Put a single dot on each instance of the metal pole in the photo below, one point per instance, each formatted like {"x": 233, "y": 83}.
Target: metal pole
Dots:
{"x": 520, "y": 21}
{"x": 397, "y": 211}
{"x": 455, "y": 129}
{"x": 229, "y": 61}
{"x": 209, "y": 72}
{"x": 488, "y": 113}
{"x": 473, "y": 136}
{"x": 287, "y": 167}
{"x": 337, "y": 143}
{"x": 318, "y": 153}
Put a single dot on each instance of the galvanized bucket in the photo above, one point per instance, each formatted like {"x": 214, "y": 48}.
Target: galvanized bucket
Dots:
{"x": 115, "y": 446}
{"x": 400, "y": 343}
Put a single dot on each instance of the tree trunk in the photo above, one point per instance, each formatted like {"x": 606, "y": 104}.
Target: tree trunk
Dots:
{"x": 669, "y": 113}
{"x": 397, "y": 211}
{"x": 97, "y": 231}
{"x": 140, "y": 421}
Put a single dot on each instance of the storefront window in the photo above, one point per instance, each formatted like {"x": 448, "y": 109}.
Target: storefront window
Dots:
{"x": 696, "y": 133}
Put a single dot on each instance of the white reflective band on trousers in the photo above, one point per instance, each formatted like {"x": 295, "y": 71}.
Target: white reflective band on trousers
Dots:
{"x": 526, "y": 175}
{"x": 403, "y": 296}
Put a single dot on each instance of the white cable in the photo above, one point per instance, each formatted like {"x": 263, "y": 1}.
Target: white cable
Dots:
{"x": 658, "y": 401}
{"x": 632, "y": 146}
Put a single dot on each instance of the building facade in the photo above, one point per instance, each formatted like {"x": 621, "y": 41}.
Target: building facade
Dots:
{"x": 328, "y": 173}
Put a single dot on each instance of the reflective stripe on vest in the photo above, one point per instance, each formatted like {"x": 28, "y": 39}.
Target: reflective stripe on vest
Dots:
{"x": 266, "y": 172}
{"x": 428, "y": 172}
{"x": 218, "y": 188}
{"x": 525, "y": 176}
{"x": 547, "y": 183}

+++

Given request » Reproduce every line of the data verbatim.

Response »
Put a single dot on each instance of the metal pole in the photo below, one point per instance, each formatted like {"x": 233, "y": 83}.
Target: metal pole
Dots:
{"x": 520, "y": 21}
{"x": 397, "y": 211}
{"x": 455, "y": 129}
{"x": 229, "y": 61}
{"x": 209, "y": 72}
{"x": 488, "y": 113}
{"x": 473, "y": 136}
{"x": 287, "y": 167}
{"x": 337, "y": 143}
{"x": 318, "y": 153}
Put a single dot on each instance of the galvanized bucket in the photo above, one point per instance, each formatted like {"x": 214, "y": 48}.
Target: galvanized bucket
Dots:
{"x": 115, "y": 446}
{"x": 400, "y": 343}
Put a single dot on each instance of the tree trunk in the photo above, one point per instance, each formatted like {"x": 606, "y": 104}.
Target: tree trunk
Dots:
{"x": 669, "y": 113}
{"x": 397, "y": 211}
{"x": 97, "y": 231}
{"x": 140, "y": 421}
Put a single dot on each instance of the storefront window in the photo above, one point per instance, each formatted like {"x": 448, "y": 109}.
Target: storefront window
Dots:
{"x": 696, "y": 133}
Put a single dot on each instance of the white reflective band on trousers in the photo above, one point per instance, each formatted like {"x": 295, "y": 71}.
Target: white reflective band on trousers
Dots:
{"x": 526, "y": 175}
{"x": 403, "y": 296}
Put a single dot on each instance of the white cable in the photo above, one point per instance, each formatted like {"x": 263, "y": 1}.
Target: white cable
Dots:
{"x": 658, "y": 401}
{"x": 632, "y": 146}
Put a single dot on each instance of the building facade in the photo above, one point per instance, each formatted like {"x": 621, "y": 41}.
Target: building facade
Dots:
{"x": 328, "y": 173}
Put a single dot on each instance of the reflective stripe on vest in the photo above, one point per instance, each formatted like {"x": 28, "y": 39}.
Target: reflective stripe on vest
Dots:
{"x": 266, "y": 172}
{"x": 428, "y": 172}
{"x": 218, "y": 188}
{"x": 525, "y": 176}
{"x": 547, "y": 183}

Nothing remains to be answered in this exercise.